Entries provided

⁂

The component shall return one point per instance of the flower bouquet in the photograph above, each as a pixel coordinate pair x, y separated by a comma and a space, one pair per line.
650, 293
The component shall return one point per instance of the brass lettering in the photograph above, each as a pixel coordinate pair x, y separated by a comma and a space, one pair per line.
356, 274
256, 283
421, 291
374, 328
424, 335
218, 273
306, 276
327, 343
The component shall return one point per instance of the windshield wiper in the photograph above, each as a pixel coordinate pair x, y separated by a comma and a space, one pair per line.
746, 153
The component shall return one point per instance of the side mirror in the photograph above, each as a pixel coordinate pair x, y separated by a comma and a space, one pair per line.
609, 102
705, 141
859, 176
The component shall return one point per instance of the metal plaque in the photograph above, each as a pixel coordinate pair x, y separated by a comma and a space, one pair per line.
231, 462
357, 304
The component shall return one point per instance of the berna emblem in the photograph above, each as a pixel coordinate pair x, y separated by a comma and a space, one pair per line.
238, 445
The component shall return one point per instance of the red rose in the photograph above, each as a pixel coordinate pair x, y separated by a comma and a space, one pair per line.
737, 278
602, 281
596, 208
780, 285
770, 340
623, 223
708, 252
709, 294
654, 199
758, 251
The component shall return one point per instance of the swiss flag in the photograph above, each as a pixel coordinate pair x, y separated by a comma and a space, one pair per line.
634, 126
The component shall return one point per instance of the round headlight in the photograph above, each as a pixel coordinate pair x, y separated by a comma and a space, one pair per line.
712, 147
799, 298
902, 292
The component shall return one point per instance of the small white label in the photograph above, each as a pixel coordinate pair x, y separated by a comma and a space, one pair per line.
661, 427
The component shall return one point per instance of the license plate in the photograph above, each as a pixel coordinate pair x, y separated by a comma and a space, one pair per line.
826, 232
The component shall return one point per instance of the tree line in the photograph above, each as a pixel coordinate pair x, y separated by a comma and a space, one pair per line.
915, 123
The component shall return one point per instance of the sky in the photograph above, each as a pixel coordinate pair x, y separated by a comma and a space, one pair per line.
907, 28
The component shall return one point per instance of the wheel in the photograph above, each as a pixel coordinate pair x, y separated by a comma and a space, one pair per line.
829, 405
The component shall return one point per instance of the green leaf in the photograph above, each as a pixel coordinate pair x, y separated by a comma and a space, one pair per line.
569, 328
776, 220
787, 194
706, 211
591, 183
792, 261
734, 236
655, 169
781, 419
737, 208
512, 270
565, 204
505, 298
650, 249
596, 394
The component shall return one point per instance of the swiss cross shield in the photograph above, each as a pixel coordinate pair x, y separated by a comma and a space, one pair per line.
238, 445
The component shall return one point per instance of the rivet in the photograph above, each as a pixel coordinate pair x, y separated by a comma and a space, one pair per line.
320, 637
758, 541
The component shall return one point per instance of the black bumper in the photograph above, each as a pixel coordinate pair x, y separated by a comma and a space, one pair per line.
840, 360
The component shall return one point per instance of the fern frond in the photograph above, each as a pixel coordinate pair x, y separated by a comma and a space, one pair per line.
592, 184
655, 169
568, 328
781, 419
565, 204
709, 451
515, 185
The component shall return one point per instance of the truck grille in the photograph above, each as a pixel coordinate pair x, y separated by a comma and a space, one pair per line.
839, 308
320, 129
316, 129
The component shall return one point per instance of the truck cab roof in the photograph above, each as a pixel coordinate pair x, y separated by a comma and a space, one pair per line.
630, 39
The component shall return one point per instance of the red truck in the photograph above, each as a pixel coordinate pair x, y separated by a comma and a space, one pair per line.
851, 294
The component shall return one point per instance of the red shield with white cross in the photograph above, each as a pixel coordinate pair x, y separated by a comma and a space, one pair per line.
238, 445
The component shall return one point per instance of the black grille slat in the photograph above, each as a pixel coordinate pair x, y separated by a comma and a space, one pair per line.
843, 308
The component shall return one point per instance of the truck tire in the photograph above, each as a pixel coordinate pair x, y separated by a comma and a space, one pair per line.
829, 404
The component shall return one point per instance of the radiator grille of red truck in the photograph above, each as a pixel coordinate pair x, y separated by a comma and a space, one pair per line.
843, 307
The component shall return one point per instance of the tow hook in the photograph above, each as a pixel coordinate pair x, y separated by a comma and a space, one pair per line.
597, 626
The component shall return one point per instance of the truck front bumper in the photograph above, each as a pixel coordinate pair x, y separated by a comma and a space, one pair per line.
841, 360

⁂

Given exercise
From the line holding "the black bumper" through the last line above, reproduce each line exactly and add nothing.

Correct result
The component shall return one point per instance of the black bumper in the photograph above, each as a pixel coordinate pair x, y separated by a comma and a space, one pair per line.
840, 360
The component shall return one point per instance of the fern frond in the photograph above, each as a pixel coordinate pair x, y separated by a comma and a space, one pair per line.
592, 184
655, 169
568, 328
781, 419
565, 204
709, 451
515, 185
The component shall return one point per instance of the truck grille in the photograph above, each as a pixel coordinate pair x, y separated by a comma and a space, one pair per line.
839, 308
320, 129
316, 129
The component shall return one point per instance of the truck cab roof in the photograph above, each as a pixel coordinate pair x, y separated by a comma and a space, one pair per line.
630, 39
The component shall return one point per instance of the red truck in the photograph above, each as a pixel coordinate pair x, y separated by a comma and a space, one pair per line.
851, 294
The component shall return one point per instance of the red shield with white cross in the photograph above, each as a pixel coordinate pair x, y separated by a comma and a space, one pair per line.
238, 445
The component shall return one point per instance of the black grille slat in the photograph above, each as a pixel coordinate pair x, y separated by a comma and a space, one pair per line.
843, 308
The component shall return one point per instance of the truck tire in the photograph above, each as a pixel coordinate pair x, y separated by a comma and a space, one pair per line.
829, 404
The component shall return one point per instance of the radiator grille of red truck in the photograph above, each as a pixel coordinate pair x, y separated by a comma and a space, one pair per line.
843, 307
The component shall return one point per instance of the tow hook in the photograph above, each as a pixel coordinate pair x, y separated by a comma and a space, one pair per line.
597, 626
The component shall return one point per instance of the truck front bumper in the photograph above, each as a pixel coordinate pair x, y separated by a comma and a space, one pair per line.
841, 360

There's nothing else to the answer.